§ **Task details**
From the forum discussion about deck rankings, extract the passage starting at "The formula is" and ending at "a metagame choice.", copied word for word.

2. We update the forums monthly. If a deck does not keep its results, it is likely to fall down at beginning of the next month.
3. This most recent forum update is only based on data between 1/23 and 2/9. This is the period of time that balances a speedy update relative to the ban announcement with a sufficiently large sample size. Again, if Infect does not continue to perform, then it will fall off in the rankings in early March.
so if WOTC says this length here is an inch
you come along and you make a ruleset that says okay from here to right here is defined as "about an inch"
----------
i am saying, hey...your standard levels of deviation is more than 5 feet.
4 feet is not "about an inch"
and you're basically saying
yes it is, here is what wotc defines as an inch and here is my forumla
yeah your formula is wrong, a deck can run hot at 1 event and be defined as the best deck in the format for months
Wizards has never defined a tier in any way, at least not publicly. Our dataset is an attempt to correct for that. I honestly have no clue what the rest of your post is about with regards to feet and inches, but I think this is what you are trying to say.
The formula is date dependent. If a deck runs hot for a month and then never returns, it is only a deck to beat for that month. Once we get to the next month and everything gets recalculated, that last event won't even matter. So if Infect can't repeat its PT success at the upcoming GP, it is likely to fall out of the rankings. If it does repeat that success, then it remains where it was.
In terms of popularity, I see the deck quickly fading from the Tier 1 part of the forum because it was more or less a metagame choice.
RUGTemur ScapeshiftGUR
UWRJeskai ControlRWU
UGUG InfectGU
That's definitely possible. We will have to see what's happening on 3/2 when we update again.
But for now, I realize that this discussion shouldn't really be happening here. This is for deck development, not for discussions of metagame classifications. So if anyone else wants to talk about the system we use, how the system might be changed, or other related issues, please do so in the metagame discussion thread.

§ **Recorded information**
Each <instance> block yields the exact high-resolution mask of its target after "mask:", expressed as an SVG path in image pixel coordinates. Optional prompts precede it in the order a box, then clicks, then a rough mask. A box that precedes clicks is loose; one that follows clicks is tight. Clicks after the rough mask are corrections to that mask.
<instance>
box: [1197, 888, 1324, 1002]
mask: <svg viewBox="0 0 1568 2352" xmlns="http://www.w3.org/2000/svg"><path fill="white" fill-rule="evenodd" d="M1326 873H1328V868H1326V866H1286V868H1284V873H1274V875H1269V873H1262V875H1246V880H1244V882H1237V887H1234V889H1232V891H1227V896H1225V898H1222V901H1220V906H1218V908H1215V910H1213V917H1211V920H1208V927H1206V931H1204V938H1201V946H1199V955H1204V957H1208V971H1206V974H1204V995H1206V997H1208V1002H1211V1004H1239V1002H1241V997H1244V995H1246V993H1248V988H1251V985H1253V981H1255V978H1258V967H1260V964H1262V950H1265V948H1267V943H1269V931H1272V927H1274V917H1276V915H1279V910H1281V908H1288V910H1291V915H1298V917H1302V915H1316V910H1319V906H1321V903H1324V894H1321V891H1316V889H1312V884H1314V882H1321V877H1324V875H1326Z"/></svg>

§ **Answer space**
The formula is date dependent. If a deck runs hot for a month and then never returns, it is only a deck to beat for that month. Once we get to the next month and everything gets recalculated, that last event won't even matter. So if Infect can't repeat its PT success at the upcoming GP, it is likely to fall out of the rankings. If it does repeat that success, then it remains where it was.
In terms of popularity, I see the deck quickly fading from the Tier 1 part of the forum because it was more or less a metagame choice.